Top of Data section

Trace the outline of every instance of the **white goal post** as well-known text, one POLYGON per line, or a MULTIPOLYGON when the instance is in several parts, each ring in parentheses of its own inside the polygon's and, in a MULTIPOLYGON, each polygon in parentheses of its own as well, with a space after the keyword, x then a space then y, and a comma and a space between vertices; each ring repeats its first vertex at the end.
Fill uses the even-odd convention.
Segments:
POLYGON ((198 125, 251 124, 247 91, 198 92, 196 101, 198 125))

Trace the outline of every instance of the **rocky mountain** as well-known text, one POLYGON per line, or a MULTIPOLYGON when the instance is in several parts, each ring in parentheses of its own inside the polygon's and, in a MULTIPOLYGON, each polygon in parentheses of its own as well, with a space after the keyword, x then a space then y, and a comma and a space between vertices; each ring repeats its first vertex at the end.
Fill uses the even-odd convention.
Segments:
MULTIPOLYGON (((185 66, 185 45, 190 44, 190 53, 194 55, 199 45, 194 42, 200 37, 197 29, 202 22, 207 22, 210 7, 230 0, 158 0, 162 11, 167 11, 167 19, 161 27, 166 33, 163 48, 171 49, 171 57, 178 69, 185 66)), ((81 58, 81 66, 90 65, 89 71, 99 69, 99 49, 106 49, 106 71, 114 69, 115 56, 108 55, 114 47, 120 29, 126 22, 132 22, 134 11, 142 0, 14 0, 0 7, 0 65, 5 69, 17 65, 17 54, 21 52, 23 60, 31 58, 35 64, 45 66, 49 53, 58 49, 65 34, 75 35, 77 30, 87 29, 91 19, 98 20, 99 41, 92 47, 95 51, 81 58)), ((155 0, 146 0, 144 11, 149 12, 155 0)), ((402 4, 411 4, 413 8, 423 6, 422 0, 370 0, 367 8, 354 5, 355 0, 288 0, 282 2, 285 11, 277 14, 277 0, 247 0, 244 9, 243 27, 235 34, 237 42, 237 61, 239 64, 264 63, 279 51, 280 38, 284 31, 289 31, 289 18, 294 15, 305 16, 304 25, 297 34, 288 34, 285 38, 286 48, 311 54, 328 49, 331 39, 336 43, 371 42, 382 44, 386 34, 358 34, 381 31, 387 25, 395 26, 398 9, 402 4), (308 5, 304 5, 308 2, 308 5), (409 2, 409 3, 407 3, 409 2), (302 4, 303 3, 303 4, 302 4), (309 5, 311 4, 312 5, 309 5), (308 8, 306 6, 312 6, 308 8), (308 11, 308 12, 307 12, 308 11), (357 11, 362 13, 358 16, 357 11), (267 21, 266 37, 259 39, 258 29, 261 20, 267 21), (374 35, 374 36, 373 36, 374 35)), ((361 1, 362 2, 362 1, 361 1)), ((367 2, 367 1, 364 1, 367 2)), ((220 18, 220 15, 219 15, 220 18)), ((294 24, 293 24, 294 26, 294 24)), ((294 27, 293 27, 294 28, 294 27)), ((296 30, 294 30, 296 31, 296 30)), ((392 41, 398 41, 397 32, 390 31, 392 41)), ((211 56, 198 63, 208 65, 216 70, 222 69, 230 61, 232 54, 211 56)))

Bottom of Data section

> [Task requirements]: All of the data above needs to be transcribed verbatim.

> [Solution to this problem]:
Trace the outline of every instance of the **white goal post** as well-known text, one POLYGON per line, or a MULTIPOLYGON when the instance is in several parts, each ring in parentheses of its own inside the polygon's and, in a MULTIPOLYGON, each polygon in parentheses of its own as well, with a space after the keyword, x then a space then y, and a comma and a space between vertices; each ring repeats its first vertex at the end.
Fill uses the even-odd convention.
Segments:
POLYGON ((198 125, 251 124, 247 91, 198 92, 196 101, 198 125))

Trace the outline of every instance of the **rocky mountain** as well-known text, one POLYGON per line, or a MULTIPOLYGON when the instance is in several parts, each ring in parentheses of its own inside the polygon's and, in a MULTIPOLYGON, each polygon in parentheses of its own as well, with a space after the keyword, x then a space then y, and a comma and a space between vertices; each ring repeats its first vertex at the end.
Fill uses the even-odd convention.
Segments:
MULTIPOLYGON (((185 66, 185 45, 190 44, 190 53, 194 55, 199 45, 194 42, 200 37, 197 29, 202 22, 207 22, 210 7, 230 0, 158 0, 162 11, 167 11, 167 19, 161 27, 166 33, 163 48, 171 49, 171 57, 178 69, 185 66)), ((81 58, 81 66, 90 65, 89 71, 99 69, 99 49, 106 49, 106 71, 114 69, 115 56, 108 55, 114 47, 120 29, 126 22, 132 22, 134 11, 142 0, 14 0, 0 7, 0 65, 5 69, 17 65, 17 54, 21 52, 23 60, 31 58, 35 64, 45 66, 49 53, 58 49, 65 34, 75 35, 77 30, 87 29, 91 19, 98 20, 99 41, 92 47, 95 51, 81 58)), ((155 0, 146 0, 144 11, 149 12, 155 0)), ((402 4, 411 4, 413 8, 423 6, 422 0, 370 0, 367 8, 354 5, 355 0, 288 0, 282 2, 285 11, 277 14, 277 0, 247 0, 244 9, 243 27, 235 34, 237 42, 237 61, 239 64, 264 63, 279 51, 280 38, 284 31, 289 31, 289 18, 294 15, 305 16, 304 25, 297 34, 288 34, 285 38, 286 48, 311 54, 328 49, 331 39, 336 43, 371 42, 382 44, 386 34, 358 34, 381 31, 387 25, 395 26, 398 9, 402 4), (308 5, 304 5, 308 2, 308 5), (409 2, 409 3, 407 3, 409 2), (302 4, 303 3, 303 4, 302 4), (309 5, 311 4, 312 5, 309 5), (308 8, 306 6, 312 6, 308 8), (308 11, 308 12, 307 12, 308 11), (357 11, 362 13, 358 16, 357 11), (267 21, 266 37, 259 39, 258 29, 261 20, 267 21), (374 35, 374 36, 373 36, 374 35)), ((361 1, 362 2, 362 1, 361 1)), ((367 2, 367 1, 364 1, 367 2)), ((220 18, 220 15, 219 15, 220 18)), ((294 24, 293 24, 294 26, 294 24)), ((294 27, 293 27, 294 28, 294 27)), ((296 30, 294 30, 296 31, 296 30)), ((392 41, 398 41, 397 32, 390 31, 392 41)), ((211 56, 198 63, 208 65, 216 70, 222 69, 230 61, 232 54, 211 56)))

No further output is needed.